Gather every line of the entries below that contains the word "banner", and copy each of those lines in full.

__Dataset rows showing where objects appear__:
↓
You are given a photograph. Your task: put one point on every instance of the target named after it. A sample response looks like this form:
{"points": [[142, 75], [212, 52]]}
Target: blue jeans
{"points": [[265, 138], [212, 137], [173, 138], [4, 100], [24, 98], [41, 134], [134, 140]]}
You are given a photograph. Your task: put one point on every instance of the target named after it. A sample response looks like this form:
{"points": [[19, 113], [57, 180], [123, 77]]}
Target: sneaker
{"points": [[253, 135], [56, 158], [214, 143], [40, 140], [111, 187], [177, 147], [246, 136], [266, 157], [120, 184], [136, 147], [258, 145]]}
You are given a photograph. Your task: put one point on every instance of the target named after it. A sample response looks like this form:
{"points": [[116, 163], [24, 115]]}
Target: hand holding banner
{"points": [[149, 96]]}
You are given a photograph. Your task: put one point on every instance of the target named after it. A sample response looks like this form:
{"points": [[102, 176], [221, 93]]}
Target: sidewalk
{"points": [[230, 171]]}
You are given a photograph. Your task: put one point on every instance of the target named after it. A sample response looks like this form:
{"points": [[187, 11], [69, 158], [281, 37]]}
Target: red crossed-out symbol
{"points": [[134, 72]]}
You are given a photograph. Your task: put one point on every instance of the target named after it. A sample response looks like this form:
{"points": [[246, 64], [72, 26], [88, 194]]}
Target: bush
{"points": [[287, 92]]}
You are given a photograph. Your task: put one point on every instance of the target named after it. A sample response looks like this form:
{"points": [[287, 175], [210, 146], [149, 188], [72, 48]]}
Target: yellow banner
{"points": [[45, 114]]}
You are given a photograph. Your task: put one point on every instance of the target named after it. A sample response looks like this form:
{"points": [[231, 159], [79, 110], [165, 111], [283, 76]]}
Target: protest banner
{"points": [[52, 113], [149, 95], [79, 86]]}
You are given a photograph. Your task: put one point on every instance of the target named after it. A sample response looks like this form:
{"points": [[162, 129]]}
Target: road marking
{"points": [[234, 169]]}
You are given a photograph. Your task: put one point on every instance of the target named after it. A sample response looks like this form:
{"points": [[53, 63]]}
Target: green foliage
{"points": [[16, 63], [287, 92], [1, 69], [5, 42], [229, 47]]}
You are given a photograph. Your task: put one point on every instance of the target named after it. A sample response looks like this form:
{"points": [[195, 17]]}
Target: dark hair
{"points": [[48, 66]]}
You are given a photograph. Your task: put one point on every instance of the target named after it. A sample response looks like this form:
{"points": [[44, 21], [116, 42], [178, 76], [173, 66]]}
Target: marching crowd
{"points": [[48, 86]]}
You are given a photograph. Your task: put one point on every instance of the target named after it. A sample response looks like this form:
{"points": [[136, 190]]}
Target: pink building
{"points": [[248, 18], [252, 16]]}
↑
__ANSWER TO THE EXERCISE__:
Target: hand holding banner
Target: yellow banner
Target: protest banner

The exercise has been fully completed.